** start of Selection **

Sacred Signs by Romano Guardini
WALKING
WALKING,--how many people know how to walk? It
is not hurrying
along at a kind of run, or shuffling along at
a snail's pace, but
a composed and firm forward movement. There is
spring in the
tread of a good walker. He lifts, not drags,
his heels. He is
straight, not stoop-shouldered, and his steps
are sure and even.
There is something uncommonly fine in the
right kind of walking.
It is a combination of freedom and discipline.
It is poised, as
if the walker were carrying a weight, yet
proceeds with
unhampered energy. In a man's walk there is a
suggestion of
bearing arms or burdens; in a woman's an
attractive grace that
reflects an inner world of peace.
And when the occasion is religious, what a
beautiful thing
walking can be! It is a genuine act of divine
worship. Merely to
walk into a church in reverent awareness that
we are entering the
house of the Most High, and in a special
manner into his
presence, may be "to walk before the
Lord." Walking in a
religious procession ought not to be what so
often it is, pushing
along out of step and staring about. To escort
the Blessed
Sacrament through the city streets, or through
the fields, "his
own possession," the men marching like
soldiers, the married
women in the dignity of motherhood, the young
girls in the
innocent charm of youth, the young men in
their restrained
strength, all praying in their hearts, should
be a sight of
festive gladness.

** end of Selection **
** start of Given data **

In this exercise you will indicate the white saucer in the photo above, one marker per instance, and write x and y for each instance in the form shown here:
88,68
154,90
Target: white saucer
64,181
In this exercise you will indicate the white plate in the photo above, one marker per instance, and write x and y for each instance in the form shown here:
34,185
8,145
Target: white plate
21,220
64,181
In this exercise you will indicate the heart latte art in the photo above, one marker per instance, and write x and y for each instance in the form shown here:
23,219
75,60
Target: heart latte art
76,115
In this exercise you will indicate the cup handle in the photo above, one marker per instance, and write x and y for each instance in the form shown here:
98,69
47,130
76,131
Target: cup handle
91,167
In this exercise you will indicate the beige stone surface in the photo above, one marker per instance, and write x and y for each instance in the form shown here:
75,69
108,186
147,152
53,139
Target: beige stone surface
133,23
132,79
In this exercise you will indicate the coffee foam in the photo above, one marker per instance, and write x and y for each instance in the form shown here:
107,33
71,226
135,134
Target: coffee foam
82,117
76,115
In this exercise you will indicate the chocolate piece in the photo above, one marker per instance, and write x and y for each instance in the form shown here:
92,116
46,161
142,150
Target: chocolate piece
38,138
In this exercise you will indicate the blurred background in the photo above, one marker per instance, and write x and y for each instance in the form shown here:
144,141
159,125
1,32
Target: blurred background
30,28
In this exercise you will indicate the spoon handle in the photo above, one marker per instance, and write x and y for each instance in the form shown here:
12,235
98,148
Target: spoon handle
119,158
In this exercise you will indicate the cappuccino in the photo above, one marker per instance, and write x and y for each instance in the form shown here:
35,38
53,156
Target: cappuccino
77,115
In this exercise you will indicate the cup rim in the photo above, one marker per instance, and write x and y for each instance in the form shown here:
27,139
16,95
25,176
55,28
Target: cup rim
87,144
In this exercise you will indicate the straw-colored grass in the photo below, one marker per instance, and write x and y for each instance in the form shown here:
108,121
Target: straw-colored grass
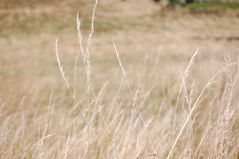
116,106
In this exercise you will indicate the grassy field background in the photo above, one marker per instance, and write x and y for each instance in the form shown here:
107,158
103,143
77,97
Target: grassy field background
131,111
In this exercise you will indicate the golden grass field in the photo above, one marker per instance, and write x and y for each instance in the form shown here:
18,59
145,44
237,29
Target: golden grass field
142,90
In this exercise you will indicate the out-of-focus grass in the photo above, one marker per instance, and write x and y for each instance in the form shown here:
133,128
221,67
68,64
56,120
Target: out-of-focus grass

** end of Given data **

**Task to carry out**:
Reproduce the passage on walking word for word, starting at "Sacred Signs by" and ending at "kind of walking.".

**Solution to this problem**:
Sacred Signs by Romano Guardini
WALKING
WALKING,--how many people know how to walk? It
is not hurrying
along at a kind of run, or shuffling along at
a snail's pace, but
a composed and firm forward movement. There is
spring in the
tread of a good walker. He lifts, not drags,
his heels. He is
straight, not stoop-shouldered, and his steps
are sure and even.
There is something uncommonly fine in the
right kind of walking.